Data from a labeling collection:
----

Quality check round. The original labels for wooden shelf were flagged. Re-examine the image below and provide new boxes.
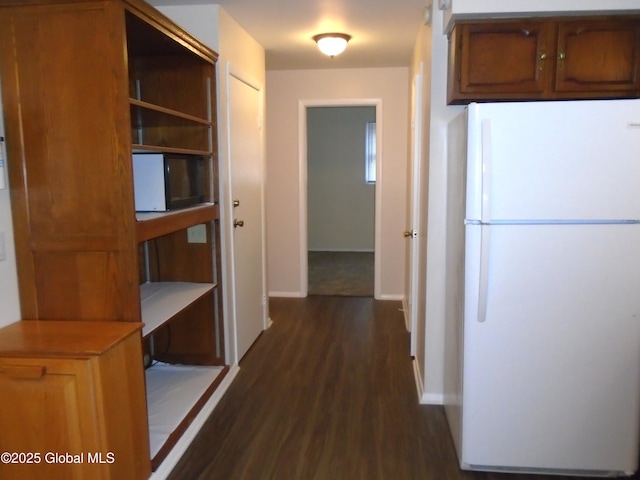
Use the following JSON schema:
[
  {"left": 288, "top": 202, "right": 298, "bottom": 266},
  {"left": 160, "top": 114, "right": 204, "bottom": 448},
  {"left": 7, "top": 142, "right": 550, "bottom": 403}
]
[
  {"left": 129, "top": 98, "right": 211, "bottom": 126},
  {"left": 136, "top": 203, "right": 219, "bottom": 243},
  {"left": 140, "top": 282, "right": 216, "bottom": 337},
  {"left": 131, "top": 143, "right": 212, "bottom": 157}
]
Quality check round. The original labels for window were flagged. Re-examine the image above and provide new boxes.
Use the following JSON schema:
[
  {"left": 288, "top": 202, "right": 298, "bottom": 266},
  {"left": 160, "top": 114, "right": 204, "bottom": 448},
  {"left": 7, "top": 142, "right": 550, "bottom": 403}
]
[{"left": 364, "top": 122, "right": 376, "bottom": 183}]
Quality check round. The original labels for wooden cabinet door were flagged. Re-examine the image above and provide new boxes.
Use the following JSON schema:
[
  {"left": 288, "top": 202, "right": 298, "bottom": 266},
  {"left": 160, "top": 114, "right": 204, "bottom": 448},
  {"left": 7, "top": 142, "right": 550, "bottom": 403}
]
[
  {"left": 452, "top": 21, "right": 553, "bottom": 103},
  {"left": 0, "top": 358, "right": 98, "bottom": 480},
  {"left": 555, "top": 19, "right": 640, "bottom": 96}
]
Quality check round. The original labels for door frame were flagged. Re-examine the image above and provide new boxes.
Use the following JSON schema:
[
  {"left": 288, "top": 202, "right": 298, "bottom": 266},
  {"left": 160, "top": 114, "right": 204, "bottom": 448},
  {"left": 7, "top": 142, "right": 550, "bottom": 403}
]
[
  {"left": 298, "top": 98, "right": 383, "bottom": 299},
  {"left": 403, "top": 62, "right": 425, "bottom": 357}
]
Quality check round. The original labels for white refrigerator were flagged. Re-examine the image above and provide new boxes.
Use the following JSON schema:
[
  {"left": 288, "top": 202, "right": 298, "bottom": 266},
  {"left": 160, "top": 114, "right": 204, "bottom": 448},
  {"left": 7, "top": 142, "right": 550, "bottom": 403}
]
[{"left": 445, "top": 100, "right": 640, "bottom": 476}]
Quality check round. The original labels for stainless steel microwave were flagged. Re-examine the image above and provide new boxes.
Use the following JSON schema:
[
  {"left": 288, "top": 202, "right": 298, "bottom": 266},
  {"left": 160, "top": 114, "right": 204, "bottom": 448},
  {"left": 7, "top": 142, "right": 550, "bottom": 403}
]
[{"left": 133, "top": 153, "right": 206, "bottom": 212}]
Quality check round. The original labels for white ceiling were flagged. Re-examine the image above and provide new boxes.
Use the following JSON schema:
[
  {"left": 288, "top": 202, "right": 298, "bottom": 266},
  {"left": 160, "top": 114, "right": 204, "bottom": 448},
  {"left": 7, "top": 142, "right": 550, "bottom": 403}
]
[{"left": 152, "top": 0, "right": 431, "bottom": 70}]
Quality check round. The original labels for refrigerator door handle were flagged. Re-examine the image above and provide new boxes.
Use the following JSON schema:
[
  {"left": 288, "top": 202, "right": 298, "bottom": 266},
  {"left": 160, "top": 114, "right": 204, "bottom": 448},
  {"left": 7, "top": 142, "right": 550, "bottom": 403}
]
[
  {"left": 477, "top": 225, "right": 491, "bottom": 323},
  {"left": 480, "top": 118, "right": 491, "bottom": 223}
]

----

• [Required work]:
Please rewrite every line from the one containing "Quality check round. The original labels for refrigerator" through the end of the data, both ends included. Shift each bounding box coordinate in the answers up by 146, and leave all other numbers as they are.

• [Exercise output]:
Quality check round. The original labels for refrigerator door handle were flagged. Re-examine the image above and provide new boxes.
Use the following JSON schema:
[
  {"left": 288, "top": 202, "right": 298, "bottom": 266},
  {"left": 160, "top": 114, "right": 204, "bottom": 448},
  {"left": 7, "top": 142, "right": 550, "bottom": 403}
]
[
  {"left": 623, "top": 371, "right": 637, "bottom": 469},
  {"left": 626, "top": 264, "right": 637, "bottom": 369}
]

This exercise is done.